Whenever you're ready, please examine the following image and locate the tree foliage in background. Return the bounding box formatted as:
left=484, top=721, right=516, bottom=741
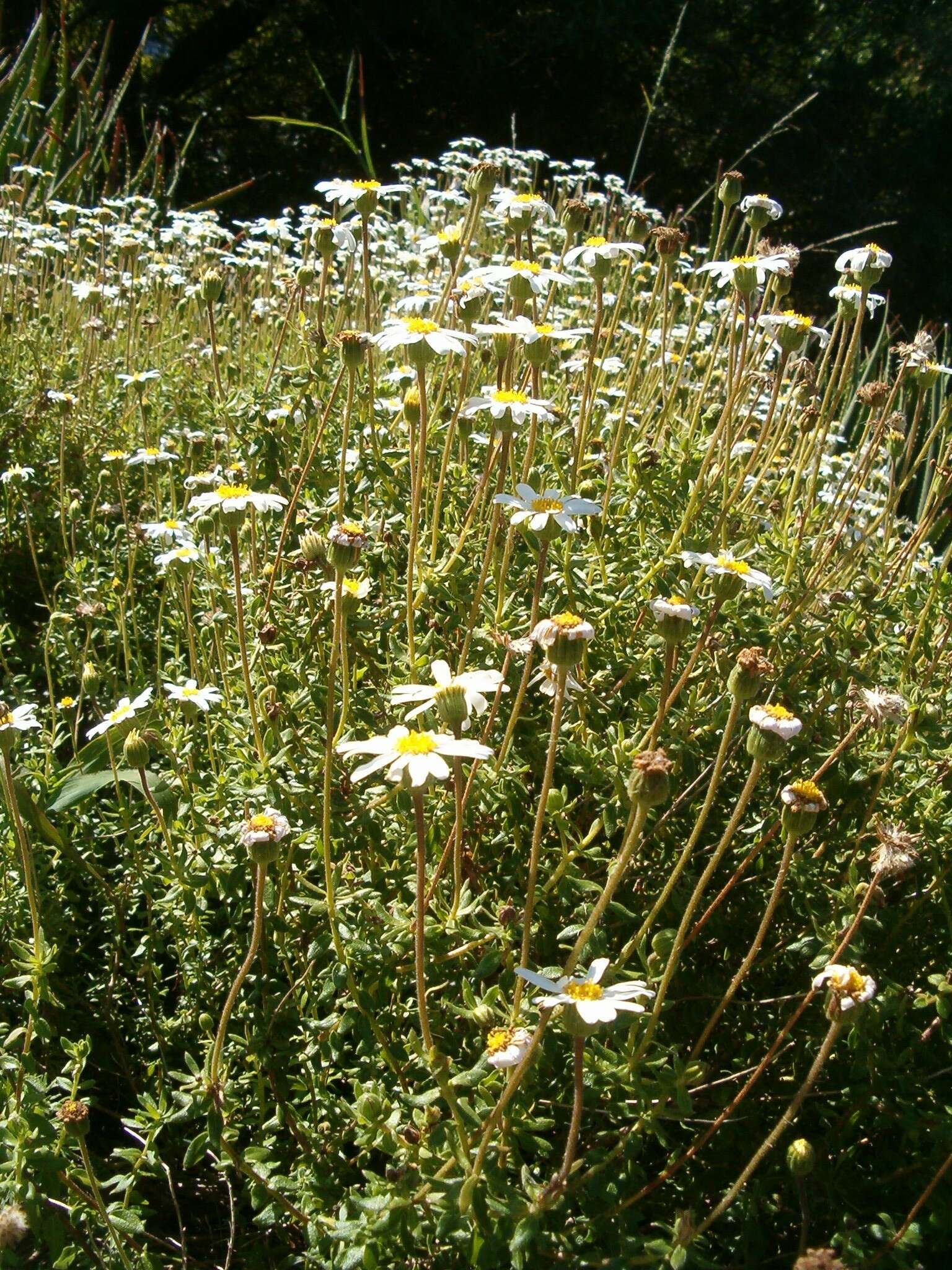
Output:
left=0, top=0, right=952, bottom=322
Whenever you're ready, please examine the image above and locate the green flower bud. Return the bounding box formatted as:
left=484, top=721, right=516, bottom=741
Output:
left=122, top=728, right=149, bottom=771
left=787, top=1138, right=816, bottom=1177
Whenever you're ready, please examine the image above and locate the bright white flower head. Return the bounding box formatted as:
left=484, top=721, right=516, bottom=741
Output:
left=0, top=701, right=39, bottom=732
left=681, top=551, right=774, bottom=600
left=694, top=254, right=793, bottom=287
left=155, top=542, right=203, bottom=573
left=126, top=446, right=179, bottom=468
left=0, top=464, right=35, bottom=485
left=390, top=660, right=509, bottom=728
left=138, top=517, right=192, bottom=544
left=490, top=189, right=555, bottom=224
left=338, top=726, right=493, bottom=789
left=372, top=318, right=476, bottom=353
left=86, top=688, right=152, bottom=740
left=462, top=260, right=575, bottom=296
left=835, top=242, right=892, bottom=273
left=649, top=596, right=700, bottom=623
left=747, top=705, right=803, bottom=740
left=314, top=180, right=410, bottom=207
left=188, top=485, right=287, bottom=521
left=162, top=680, right=221, bottom=714
left=830, top=282, right=886, bottom=318
left=462, top=388, right=555, bottom=428
left=515, top=956, right=654, bottom=1024
left=814, top=961, right=876, bottom=1015
left=494, top=485, right=602, bottom=533
left=740, top=194, right=783, bottom=221
left=565, top=234, right=645, bottom=269
left=241, top=806, right=291, bottom=847
left=486, top=1028, right=532, bottom=1067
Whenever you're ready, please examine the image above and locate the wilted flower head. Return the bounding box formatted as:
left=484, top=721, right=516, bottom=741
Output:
left=870, top=820, right=922, bottom=877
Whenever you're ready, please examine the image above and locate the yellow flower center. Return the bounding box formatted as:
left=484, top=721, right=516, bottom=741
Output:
left=486, top=1028, right=513, bottom=1054
left=717, top=556, right=750, bottom=575
left=790, top=781, right=822, bottom=801
left=551, top=608, right=581, bottom=631
left=396, top=732, right=437, bottom=755
left=562, top=983, right=604, bottom=1001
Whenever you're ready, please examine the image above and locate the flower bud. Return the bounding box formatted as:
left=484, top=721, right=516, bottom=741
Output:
left=122, top=728, right=149, bottom=772
left=198, top=269, right=224, bottom=305
left=787, top=1138, right=816, bottom=1177
left=628, top=749, right=672, bottom=808
left=466, top=161, right=503, bottom=201
left=717, top=171, right=744, bottom=207
left=558, top=198, right=589, bottom=235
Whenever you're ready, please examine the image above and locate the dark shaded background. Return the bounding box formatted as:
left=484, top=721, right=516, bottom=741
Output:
left=0, top=0, right=952, bottom=329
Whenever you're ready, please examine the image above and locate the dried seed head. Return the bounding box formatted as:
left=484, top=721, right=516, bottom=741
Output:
left=870, top=820, right=922, bottom=877
left=56, top=1099, right=89, bottom=1138
left=855, top=380, right=890, bottom=411
left=651, top=224, right=688, bottom=260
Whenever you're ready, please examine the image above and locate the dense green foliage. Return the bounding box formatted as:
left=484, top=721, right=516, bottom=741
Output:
left=0, top=139, right=952, bottom=1270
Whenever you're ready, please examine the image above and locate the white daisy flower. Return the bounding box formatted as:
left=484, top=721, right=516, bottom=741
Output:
left=490, top=189, right=555, bottom=224
left=649, top=596, right=700, bottom=623
left=740, top=194, right=783, bottom=221
left=694, top=255, right=793, bottom=287
left=188, top=485, right=288, bottom=521
left=565, top=234, right=645, bottom=269
left=390, top=660, right=509, bottom=726
left=834, top=242, right=892, bottom=273
left=0, top=701, right=39, bottom=732
left=486, top=1028, right=532, bottom=1068
left=0, top=464, right=35, bottom=485
left=464, top=260, right=576, bottom=296
left=162, top=680, right=222, bottom=714
left=681, top=551, right=774, bottom=600
left=814, top=961, right=876, bottom=1015
left=462, top=388, right=555, bottom=428
left=371, top=318, right=476, bottom=353
left=241, top=806, right=291, bottom=847
left=493, top=485, right=602, bottom=533
left=314, top=179, right=410, bottom=207
left=155, top=541, right=203, bottom=573
left=830, top=282, right=886, bottom=318
left=747, top=705, right=803, bottom=740
left=86, top=688, right=152, bottom=740
left=515, top=956, right=654, bottom=1024
left=338, top=725, right=493, bottom=789
left=138, top=517, right=192, bottom=546
left=126, top=446, right=179, bottom=468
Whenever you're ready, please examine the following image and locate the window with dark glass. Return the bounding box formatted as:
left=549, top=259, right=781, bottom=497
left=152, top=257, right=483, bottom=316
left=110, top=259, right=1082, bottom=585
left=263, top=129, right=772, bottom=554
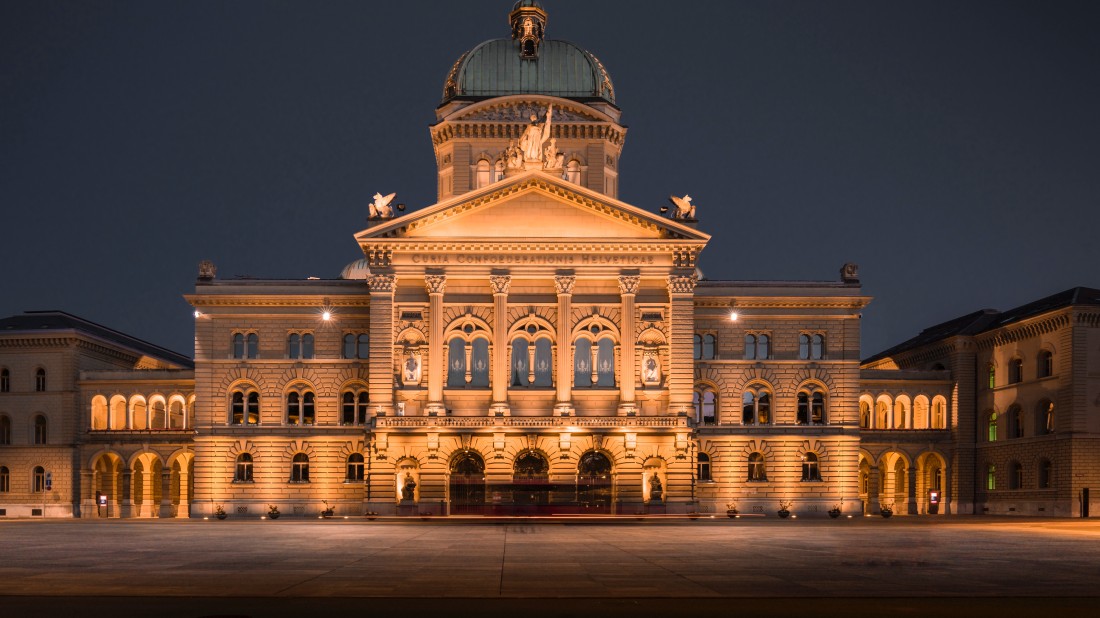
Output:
left=290, top=453, right=309, bottom=483
left=233, top=453, right=252, bottom=483
left=747, top=453, right=768, bottom=482
left=1036, top=350, right=1054, bottom=378
left=802, top=453, right=822, bottom=481
left=695, top=452, right=713, bottom=482
left=344, top=453, right=364, bottom=483
left=34, top=415, right=47, bottom=444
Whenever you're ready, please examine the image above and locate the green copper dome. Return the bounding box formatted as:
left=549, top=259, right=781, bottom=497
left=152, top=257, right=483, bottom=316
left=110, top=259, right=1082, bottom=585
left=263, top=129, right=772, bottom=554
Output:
left=443, top=0, right=615, bottom=104
left=443, top=38, right=615, bottom=103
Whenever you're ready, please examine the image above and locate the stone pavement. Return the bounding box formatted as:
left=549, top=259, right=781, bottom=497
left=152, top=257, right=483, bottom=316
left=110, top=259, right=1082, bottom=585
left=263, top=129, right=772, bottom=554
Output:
left=0, top=517, right=1100, bottom=617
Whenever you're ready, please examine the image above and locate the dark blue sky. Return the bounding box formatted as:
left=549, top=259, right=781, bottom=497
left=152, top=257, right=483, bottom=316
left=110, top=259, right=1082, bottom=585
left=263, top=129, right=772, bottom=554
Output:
left=0, top=0, right=1100, bottom=356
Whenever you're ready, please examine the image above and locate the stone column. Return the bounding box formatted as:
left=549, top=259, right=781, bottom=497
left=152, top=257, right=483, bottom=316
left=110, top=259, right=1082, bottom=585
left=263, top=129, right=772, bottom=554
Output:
left=618, top=275, right=641, bottom=417
left=906, top=465, right=916, bottom=515
left=119, top=468, right=134, bottom=517
left=669, top=275, right=695, bottom=415
left=553, top=275, right=576, bottom=417
left=367, top=275, right=397, bottom=416
left=157, top=466, right=172, bottom=518
left=488, top=275, right=512, bottom=417
left=80, top=468, right=98, bottom=519
left=424, top=275, right=447, bottom=416
left=176, top=463, right=191, bottom=519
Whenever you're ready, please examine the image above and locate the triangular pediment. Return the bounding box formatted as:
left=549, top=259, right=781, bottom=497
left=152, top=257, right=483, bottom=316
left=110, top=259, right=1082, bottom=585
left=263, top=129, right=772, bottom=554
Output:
left=356, top=172, right=710, bottom=243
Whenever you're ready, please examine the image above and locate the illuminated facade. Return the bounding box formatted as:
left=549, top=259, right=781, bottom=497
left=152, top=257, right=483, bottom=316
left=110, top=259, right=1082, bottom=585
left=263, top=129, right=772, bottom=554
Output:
left=0, top=0, right=1096, bottom=517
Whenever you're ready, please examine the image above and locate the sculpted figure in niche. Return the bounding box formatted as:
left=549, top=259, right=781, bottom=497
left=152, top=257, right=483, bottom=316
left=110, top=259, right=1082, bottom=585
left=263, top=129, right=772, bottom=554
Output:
left=504, top=140, right=524, bottom=169
left=402, top=472, right=416, bottom=500
left=519, top=103, right=553, bottom=161
left=542, top=137, right=565, bottom=169
left=649, top=472, right=664, bottom=503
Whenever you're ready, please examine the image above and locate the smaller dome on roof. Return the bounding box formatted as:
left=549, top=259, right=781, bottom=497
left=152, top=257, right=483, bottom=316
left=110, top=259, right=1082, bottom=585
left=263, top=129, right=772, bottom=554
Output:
left=340, top=257, right=371, bottom=280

#### THE REQUEST
Rewrite everything from the line containing "locate the flower" down to the line containing "left=0, top=139, right=952, bottom=1270" as a two-column CSV with the headers text and answer, giving one CSV line for each row. Put each field in quotation marks and replace its line breaks with spaces.

#### TASK ANSWER
text,answer
"Whenever you're ready, please examine the image above and locate the flower bud. Return the bounding box formatted as: left=484, top=721, right=516, bottom=741 Output:","left=122, top=728, right=149, bottom=772 left=198, top=269, right=224, bottom=305 left=787, top=1138, right=816, bottom=1177 left=628, top=749, right=672, bottom=808 left=466, top=161, right=503, bottom=201 left=717, top=171, right=744, bottom=207 left=558, top=198, right=589, bottom=235"
"Whenever you're ready, please examine the image above and locate the dark shaded background. Return the bounding box formatted as: left=484, top=721, right=516, bottom=741 Output:","left=0, top=0, right=952, bottom=329"
"Whenever you're ready, please examine the image above and locate the dried seed head. Return the bounding box formatted as: left=484, top=721, right=516, bottom=741 Output:","left=870, top=820, right=922, bottom=877 left=56, top=1099, right=89, bottom=1138 left=855, top=380, right=890, bottom=411 left=651, top=224, right=688, bottom=260"
"Whenever you're ready, please examine the image above and locate the dense green foliage. Return the bounding box formatted as: left=484, top=721, right=516, bottom=741 Output:","left=0, top=139, right=952, bottom=1270"